Long story long, crime writers: The AWP conference isn’t geared towards genre writers, but it was fun and I learned a thing or two.  I’d definitely consider attending another one if I could drive (instead of fly) there again.

Citizen Law Enforcement Academy: Week 1

Source: Hennepin Co. Sheriff's Office
Source: Hennepin Co. Sheriff’s Office

Last week, I’m wandering around South 4th Street in Minneapolis with my face buried in a map when a woman wearing a uniform asks me, “Are you here for visiting hours?”


“You’re not here to visit someone in jail?”


Turns out the building I’m looking for also houses the holding jail, but I’m heading there to attend the Hennepin County Sheriff Office’s Citizen Law Enforcement Academy instead.  The academy is a six-week course offered free of charge to anyone who is interested in learning how law enforcement and the criminal justice system work.

“You’re probably going to learn a lot tonight.  A lot,” the uniformed lady says before she points me in the right direction.

After being herded through a metal detector, our group of thirty is escorted upstairs into a classroom.  Four of my classmates are fellow Twin Cities Sister in Crime members: Theresa Weir, Kristin Lerstrom, M.E. Bakos, and Midge Bubany.  Also present are Midge’s husband/chauffeur, Tim, and a friend from my mystery writing group, Rose Stanley-Gilbert.  A female deputy tells us they’ve had several crime writers take this course including Sister in Crime’s own Julie Kramer.  It seems we’re in good company.

Tonight, we’ll be hearing from Sheriff Richard W. Stanek and several departments in Investigations including Criminal Information Sharing and Analysis (CISA), Detective Unit, and the Violent Offender Task Force (VOTF).

Citizens Academy week 1
Sheriff Stanek presents at the Spring 2015 Citizen Law Enforcement Academy. Source: Hennepin Co. Sheriff’s Office Facebook page

Some of the officers seem to get a kick out of having crime writers in the audience.

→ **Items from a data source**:
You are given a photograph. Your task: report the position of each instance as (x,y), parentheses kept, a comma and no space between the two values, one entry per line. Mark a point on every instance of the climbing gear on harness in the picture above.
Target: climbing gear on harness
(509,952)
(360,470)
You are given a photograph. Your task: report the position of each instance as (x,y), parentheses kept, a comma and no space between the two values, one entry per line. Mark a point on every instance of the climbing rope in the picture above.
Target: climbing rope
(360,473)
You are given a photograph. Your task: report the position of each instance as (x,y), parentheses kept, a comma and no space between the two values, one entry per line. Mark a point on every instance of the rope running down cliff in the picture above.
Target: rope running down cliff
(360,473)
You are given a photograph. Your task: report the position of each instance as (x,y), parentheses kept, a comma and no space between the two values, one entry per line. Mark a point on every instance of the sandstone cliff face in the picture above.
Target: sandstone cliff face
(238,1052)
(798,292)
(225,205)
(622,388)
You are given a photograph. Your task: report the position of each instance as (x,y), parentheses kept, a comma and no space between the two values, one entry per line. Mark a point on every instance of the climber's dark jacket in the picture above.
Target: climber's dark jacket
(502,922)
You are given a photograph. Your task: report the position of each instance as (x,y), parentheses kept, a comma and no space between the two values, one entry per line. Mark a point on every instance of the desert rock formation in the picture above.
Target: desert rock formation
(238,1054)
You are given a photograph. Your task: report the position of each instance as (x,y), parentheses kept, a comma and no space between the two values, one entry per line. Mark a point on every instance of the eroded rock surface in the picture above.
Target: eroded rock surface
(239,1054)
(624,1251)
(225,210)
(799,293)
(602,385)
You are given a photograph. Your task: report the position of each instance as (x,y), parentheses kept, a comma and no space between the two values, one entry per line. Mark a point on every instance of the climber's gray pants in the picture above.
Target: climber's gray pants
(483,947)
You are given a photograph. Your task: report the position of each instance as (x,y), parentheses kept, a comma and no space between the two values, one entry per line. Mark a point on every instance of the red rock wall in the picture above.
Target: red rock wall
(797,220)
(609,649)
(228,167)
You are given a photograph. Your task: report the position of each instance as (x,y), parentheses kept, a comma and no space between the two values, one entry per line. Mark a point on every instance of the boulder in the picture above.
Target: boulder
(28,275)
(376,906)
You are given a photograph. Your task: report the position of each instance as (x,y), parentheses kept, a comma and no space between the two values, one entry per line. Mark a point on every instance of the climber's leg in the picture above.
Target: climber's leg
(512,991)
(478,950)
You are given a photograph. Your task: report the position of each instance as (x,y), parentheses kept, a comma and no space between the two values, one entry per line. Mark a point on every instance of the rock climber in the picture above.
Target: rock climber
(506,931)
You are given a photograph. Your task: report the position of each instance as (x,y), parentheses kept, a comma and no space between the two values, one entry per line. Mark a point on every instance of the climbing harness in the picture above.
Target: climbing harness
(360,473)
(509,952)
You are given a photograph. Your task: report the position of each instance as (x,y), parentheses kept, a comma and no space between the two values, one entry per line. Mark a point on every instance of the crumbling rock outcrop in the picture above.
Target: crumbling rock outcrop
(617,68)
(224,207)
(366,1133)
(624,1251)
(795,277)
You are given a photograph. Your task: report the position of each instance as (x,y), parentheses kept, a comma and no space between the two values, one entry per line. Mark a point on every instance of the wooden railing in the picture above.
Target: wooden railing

→ **Work item**:
Proceed with the account of the first week at the Citizen Law Enforcement Academy, picking up after its final sentence. These lines bear no relation to the account of the academy's first week.

→ **Solved exercise**:
One of the detectives ends his presentation with a special request for the Sisters in Crime members: “I know you’re all looking for material.  If you use me as a character in your book, please make me taller than I am in real life.”

The highlight of the evening is a presentation by two officers assigned to the Violent Offenders Task Force (VOTF).  Comprised of deputies from the Sheriff’s Office and from some of the higher-risk cities within the county, VOTF works with data analysts in CISA to identify both crime trends and the most dangerous criminals in Hennepin County at any given time.

Since they work undercover, I’ll refrain from describing the VOTF deputies other than to say they are a writer’s dream come true.  I’d love to take the deputies’ quirky looks and personalities and just drop them —plop– straight into my story.

Things I learn from the deputies:

-VOTF is a young person’s game.  Eventually, you will age out of VOTF, probably after five years.

-They wear normal clothes and drive unmarked cars.  They are nic-certified, meaning they can field test for narcotics.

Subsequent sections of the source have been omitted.